*Tasks to carry out*
1 > In the essay on John Brown's address, transcribe the part that begins with the words containing "This raid was" and ends with "the Civil War.".
2 > According to the essay on John Brown's address, on what date was Brown executed?

*** Supplied text ***

Analysis, Pages 3 (692 words)
The address given by John Brown to the Virginia court was his final words before execution on charges of treason. The charges were given because of a raid that he directed with the intent to take federal weapons which is an act of treason. On October 16th-18th, 1859, the radical abolitionist John Brown led a group of white and black men, including two of his sons, on Harpers Ferry, Virginia. Brown’s goal was to seize the federal arsenal, arm the local slaves, and fight a way into the North as described in this primary source in court.
This raid was not surprising because of his abolitionist background and insanity as described by the Robert E. Lee who led the Union Army that suppressed the revolt. The group held up in a fire department and was attacked by Lee’s soldiers. The failed attempt resulted in Brown’s capture, trial, and execution on December 2nd. This episode of slave resistance was the last major rebellion contributing to the secession of the South and, eventually, the Civil War.
Purpose: John Brown had a a few purpose for delivering this address.
Obviously, it was given in response to charges accumulated from the raid, and the address also makes several points explaining his defense. Brown stated that he did not intend to fire a single gun but wanted simply to take slaves from plantations and lead them to northern states or Canada. Brown also stated that he did not induce the others involved in the raid to join him which lessened his crime in his mind.
To the charges he addressed, “I never did intend murder, or treason, or the destruction of property, or to excite or incite slaves to rebellion, or to make insurrection.

*** End of Supplied text ***
*** Information supplied ***

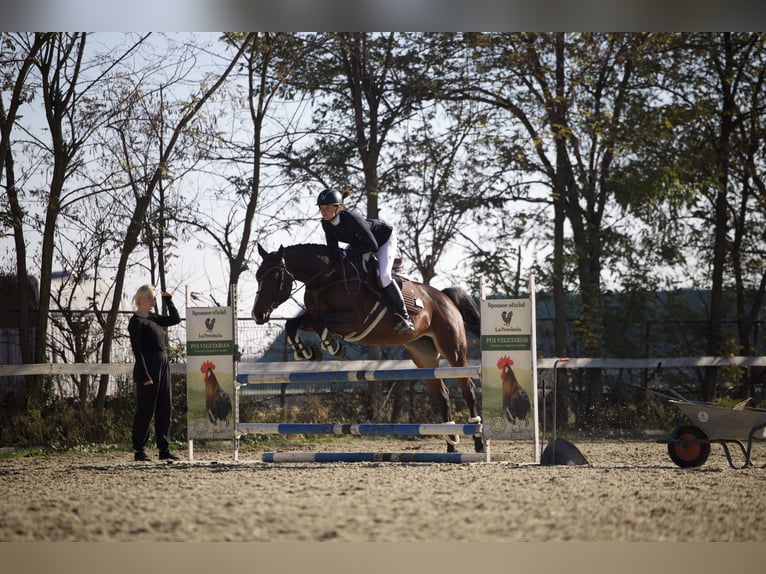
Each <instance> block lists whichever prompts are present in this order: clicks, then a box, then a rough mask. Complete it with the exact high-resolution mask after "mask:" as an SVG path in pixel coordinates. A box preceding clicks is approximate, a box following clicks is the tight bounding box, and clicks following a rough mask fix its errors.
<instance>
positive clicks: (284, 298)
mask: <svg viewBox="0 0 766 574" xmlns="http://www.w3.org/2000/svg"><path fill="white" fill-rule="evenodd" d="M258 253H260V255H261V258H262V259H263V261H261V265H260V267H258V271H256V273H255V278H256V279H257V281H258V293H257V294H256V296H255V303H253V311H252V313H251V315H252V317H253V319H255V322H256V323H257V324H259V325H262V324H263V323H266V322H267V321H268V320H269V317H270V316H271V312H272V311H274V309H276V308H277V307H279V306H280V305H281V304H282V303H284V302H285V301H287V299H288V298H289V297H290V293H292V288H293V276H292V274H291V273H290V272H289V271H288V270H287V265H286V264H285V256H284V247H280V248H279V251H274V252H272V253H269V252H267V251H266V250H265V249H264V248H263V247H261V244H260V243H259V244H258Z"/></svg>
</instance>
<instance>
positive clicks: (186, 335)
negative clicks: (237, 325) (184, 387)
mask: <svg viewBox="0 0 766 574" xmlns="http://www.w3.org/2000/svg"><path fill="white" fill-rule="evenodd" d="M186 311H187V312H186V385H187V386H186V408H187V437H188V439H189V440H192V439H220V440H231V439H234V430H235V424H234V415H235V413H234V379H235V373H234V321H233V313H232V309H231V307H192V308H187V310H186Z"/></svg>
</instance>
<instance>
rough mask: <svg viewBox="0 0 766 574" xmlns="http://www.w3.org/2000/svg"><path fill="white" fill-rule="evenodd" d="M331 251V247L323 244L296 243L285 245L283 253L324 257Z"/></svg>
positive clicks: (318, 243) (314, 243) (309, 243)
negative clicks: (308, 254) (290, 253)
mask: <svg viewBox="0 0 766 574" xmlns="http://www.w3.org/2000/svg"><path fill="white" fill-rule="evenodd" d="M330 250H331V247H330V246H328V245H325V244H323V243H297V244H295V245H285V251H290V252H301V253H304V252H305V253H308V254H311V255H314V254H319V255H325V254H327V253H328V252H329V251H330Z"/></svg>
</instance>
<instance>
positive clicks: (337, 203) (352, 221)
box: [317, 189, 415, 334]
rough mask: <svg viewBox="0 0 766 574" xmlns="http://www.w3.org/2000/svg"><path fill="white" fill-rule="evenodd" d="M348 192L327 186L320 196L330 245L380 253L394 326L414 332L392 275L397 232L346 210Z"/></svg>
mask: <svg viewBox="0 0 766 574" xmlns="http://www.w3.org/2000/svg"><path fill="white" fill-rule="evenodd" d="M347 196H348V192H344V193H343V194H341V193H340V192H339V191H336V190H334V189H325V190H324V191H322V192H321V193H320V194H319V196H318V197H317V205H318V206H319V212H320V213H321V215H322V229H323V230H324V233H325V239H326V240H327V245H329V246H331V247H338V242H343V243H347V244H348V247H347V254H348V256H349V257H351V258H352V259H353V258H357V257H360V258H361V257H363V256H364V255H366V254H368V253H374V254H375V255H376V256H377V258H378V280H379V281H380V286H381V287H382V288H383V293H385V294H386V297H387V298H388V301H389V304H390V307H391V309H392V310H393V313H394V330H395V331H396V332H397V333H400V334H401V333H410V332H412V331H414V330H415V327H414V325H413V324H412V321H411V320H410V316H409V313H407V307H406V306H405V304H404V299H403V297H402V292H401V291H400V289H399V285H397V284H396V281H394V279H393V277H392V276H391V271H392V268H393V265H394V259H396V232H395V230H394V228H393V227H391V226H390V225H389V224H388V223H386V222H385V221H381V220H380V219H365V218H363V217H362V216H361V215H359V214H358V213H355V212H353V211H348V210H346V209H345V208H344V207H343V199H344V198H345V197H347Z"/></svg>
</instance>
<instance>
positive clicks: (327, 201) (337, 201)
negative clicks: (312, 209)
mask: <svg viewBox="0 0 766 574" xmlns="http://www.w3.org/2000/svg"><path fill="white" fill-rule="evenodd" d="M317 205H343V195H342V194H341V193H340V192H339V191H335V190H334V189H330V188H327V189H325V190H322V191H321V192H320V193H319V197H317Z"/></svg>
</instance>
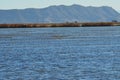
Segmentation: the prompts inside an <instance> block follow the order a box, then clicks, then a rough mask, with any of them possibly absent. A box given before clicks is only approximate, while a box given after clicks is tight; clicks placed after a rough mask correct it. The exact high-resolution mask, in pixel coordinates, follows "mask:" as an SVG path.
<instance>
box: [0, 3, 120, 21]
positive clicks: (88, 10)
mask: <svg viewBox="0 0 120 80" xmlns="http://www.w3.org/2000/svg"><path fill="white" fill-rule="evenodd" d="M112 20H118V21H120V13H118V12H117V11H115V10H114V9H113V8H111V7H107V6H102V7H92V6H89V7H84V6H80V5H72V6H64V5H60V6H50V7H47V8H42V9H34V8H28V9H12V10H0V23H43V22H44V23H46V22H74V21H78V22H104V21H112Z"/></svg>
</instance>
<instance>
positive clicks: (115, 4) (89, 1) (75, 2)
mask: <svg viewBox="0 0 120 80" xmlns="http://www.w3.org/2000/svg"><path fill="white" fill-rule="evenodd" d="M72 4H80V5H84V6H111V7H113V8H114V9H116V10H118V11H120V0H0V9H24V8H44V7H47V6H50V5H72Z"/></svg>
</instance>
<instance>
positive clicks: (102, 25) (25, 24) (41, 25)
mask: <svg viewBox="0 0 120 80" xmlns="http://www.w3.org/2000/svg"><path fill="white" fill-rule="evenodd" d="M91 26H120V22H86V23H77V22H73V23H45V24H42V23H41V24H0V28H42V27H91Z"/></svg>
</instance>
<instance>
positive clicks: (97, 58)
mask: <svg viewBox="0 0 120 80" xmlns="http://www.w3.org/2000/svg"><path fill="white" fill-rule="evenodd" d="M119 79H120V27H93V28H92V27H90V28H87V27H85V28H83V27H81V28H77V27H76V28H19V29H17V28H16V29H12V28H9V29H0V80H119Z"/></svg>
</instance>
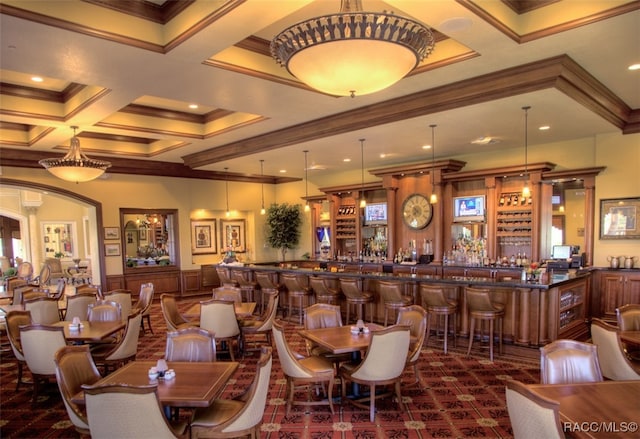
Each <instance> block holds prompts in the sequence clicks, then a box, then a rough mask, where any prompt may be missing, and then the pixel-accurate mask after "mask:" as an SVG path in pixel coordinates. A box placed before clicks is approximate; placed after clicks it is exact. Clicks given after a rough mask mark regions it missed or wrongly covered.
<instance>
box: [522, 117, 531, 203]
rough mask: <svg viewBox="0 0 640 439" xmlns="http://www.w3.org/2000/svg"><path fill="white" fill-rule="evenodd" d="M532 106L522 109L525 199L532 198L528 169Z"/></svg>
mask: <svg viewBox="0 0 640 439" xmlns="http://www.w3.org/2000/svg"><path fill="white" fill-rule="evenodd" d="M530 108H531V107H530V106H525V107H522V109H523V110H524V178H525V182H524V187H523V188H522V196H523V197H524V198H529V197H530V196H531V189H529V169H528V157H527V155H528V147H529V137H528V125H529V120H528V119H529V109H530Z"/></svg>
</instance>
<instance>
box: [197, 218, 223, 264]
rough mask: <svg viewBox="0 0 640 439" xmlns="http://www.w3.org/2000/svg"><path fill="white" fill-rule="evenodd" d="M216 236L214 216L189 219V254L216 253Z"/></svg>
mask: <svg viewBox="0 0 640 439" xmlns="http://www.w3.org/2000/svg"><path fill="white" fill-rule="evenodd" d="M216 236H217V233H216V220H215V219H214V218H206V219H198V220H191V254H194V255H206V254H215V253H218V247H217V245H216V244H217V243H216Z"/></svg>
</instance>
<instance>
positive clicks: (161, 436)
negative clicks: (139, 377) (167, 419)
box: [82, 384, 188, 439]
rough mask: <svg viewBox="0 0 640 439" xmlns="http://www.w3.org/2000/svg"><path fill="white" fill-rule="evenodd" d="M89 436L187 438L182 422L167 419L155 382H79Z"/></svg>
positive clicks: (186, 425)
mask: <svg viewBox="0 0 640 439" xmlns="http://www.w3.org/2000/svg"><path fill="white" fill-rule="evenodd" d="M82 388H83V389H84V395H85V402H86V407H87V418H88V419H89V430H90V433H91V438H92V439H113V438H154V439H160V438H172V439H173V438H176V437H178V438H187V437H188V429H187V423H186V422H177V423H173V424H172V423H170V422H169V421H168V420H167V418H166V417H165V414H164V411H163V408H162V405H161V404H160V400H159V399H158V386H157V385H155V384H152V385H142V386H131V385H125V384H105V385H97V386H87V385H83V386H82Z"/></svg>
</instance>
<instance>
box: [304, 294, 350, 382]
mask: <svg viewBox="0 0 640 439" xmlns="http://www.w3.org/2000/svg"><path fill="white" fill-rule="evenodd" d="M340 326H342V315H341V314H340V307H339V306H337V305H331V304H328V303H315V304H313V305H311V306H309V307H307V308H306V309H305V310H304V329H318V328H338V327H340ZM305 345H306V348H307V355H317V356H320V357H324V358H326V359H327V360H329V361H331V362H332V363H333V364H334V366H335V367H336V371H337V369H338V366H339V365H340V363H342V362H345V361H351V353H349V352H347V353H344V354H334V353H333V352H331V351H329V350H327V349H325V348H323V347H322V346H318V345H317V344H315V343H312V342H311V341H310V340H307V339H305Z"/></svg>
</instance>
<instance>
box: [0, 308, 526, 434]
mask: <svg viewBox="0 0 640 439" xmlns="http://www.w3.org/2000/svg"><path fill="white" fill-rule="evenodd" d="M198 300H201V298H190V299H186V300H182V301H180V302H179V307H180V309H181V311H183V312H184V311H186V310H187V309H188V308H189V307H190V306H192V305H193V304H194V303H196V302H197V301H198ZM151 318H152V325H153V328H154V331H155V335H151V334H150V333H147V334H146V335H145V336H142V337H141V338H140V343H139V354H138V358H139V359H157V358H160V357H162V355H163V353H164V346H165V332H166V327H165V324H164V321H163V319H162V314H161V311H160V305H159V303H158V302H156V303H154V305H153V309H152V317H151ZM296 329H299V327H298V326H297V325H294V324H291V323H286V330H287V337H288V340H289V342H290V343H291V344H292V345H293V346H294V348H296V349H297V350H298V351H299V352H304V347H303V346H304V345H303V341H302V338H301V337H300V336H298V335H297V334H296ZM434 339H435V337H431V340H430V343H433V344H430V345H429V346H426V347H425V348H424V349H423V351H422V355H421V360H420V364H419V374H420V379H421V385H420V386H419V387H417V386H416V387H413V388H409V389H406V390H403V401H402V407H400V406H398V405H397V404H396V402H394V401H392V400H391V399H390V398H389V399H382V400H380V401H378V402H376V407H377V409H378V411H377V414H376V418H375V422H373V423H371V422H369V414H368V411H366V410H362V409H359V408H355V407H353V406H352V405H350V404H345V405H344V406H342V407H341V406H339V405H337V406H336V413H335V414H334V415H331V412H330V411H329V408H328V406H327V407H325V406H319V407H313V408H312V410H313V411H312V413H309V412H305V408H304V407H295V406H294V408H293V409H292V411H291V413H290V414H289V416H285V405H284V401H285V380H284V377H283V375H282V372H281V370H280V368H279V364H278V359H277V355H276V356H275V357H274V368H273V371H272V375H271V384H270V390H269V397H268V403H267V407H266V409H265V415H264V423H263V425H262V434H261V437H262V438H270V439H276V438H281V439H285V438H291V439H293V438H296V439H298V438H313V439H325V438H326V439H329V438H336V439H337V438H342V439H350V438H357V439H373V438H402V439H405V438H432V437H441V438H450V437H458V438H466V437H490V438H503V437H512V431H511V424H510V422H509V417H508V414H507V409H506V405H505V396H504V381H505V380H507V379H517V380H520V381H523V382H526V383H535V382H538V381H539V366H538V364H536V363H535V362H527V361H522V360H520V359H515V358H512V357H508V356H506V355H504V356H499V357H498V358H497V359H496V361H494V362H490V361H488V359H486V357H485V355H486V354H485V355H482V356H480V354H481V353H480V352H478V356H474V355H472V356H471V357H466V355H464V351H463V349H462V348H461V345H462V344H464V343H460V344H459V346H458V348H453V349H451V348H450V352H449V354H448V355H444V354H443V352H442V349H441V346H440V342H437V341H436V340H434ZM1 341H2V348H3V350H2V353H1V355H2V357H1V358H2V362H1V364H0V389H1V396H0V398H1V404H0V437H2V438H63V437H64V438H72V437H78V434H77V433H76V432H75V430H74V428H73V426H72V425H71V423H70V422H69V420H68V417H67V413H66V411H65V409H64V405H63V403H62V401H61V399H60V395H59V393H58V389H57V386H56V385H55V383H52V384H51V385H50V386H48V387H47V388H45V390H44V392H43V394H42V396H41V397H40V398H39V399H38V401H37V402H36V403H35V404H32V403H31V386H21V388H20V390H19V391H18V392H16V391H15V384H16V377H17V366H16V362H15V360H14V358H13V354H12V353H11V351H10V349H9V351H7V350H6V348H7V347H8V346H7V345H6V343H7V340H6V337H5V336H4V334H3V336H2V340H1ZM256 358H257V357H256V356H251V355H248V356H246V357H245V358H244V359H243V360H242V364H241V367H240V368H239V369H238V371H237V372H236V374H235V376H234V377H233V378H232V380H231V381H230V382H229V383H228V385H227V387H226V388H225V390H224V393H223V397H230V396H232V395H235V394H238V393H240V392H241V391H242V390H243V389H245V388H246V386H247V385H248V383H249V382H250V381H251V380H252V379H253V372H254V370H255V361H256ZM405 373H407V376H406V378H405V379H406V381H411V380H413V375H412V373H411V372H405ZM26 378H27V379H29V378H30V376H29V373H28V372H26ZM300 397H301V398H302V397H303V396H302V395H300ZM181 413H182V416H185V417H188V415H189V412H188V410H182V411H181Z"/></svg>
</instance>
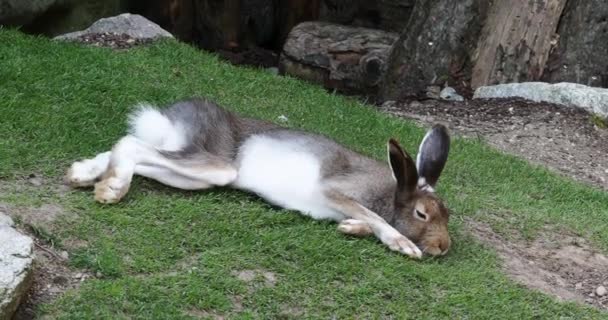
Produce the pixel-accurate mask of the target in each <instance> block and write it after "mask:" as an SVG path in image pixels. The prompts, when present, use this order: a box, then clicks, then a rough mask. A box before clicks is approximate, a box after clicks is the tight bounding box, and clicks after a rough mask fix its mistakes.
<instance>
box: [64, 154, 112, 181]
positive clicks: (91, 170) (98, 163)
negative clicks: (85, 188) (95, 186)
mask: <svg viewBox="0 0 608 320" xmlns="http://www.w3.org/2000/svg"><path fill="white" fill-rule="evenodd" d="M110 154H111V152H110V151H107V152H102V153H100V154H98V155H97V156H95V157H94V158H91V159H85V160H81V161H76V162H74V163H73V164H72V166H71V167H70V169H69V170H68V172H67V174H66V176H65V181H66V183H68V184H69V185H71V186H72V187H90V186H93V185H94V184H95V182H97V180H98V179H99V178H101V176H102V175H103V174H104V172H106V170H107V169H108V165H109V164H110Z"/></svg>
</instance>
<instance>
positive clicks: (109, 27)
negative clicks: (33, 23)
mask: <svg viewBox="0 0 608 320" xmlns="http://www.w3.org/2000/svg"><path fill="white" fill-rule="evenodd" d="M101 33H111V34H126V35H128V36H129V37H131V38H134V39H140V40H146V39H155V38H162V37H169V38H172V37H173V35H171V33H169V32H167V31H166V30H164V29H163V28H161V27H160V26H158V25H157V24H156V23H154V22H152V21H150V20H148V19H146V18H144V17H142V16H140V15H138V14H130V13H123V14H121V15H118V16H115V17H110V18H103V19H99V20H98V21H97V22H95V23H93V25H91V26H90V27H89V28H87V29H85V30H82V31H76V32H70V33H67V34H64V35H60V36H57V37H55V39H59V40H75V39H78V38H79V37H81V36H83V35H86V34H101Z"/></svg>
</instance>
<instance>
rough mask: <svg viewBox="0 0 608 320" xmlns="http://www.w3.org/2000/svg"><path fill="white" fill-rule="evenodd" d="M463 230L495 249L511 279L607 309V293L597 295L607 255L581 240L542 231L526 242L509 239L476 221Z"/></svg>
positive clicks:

*** End of Information supplied ***

*Answers to the tasks*
1 >
This raid was not surprising because of his abolitionist background and insanity as described by the Robert E. Lee who led the Union Army that suppressed the revolt. The group held up in a fire department and was attacked by Lee’s soldiers. The failed attempt resulted in Brown’s capture, trial, and execution on December 2nd. This episode of slave resistance was the last major rebellion contributing to the secession of the South and, eventually, the Civil War.

2 > December 2nd.